### RECORDS PROVIDED ###

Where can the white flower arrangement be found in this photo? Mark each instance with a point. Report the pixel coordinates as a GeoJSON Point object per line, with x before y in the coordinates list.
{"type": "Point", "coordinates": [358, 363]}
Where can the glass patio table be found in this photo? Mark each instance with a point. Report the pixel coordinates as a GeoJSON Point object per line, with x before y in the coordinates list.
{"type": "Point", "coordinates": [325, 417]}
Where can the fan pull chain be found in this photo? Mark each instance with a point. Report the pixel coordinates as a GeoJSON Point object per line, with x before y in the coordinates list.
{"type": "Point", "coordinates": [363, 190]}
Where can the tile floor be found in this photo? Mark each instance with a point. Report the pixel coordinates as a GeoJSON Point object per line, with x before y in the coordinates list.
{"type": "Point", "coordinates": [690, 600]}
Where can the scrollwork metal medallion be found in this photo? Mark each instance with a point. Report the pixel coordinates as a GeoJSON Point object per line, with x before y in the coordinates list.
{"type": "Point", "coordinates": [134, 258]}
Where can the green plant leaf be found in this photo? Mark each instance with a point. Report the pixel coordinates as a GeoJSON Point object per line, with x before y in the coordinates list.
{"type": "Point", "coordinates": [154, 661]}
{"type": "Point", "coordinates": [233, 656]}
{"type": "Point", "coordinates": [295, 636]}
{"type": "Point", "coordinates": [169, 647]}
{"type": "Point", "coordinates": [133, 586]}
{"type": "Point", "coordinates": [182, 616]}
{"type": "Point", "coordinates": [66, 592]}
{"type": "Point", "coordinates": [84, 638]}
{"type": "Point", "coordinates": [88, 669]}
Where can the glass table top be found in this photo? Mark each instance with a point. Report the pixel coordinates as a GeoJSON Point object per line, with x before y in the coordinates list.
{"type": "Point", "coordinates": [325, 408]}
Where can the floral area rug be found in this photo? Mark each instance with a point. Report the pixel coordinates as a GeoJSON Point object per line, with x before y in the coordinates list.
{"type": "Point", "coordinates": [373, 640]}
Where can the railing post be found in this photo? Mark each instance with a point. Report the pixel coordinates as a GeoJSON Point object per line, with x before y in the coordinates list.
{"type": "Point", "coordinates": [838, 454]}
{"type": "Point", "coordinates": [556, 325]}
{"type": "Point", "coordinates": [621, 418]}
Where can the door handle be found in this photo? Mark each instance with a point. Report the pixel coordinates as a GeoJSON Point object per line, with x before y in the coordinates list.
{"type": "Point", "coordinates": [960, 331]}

###

[TASK TO CARRY OUT]
Rewrite everything from the line containing "Where can the railing" down to the end of the data above as a JSON list of strings, one string per line and no blank lines.

[RIGHT ANSWER]
[
  "Where can the railing post be found in this photo? Mark each instance with a point. Report the pixel coordinates as a GeoJSON Point object per line, with x before y in the coordinates list.",
  "{\"type\": \"Point\", \"coordinates\": [838, 454]}",
  "{\"type\": \"Point\", \"coordinates\": [556, 325]}",
  "{\"type\": \"Point\", \"coordinates\": [621, 418]}",
  "Where can the door handle be found in this photo? Mark each instance with a point. Report the pixel coordinates as a GeoJSON Point object per line, with x before y in the coordinates list.",
  "{\"type\": \"Point\", \"coordinates\": [960, 331]}"
]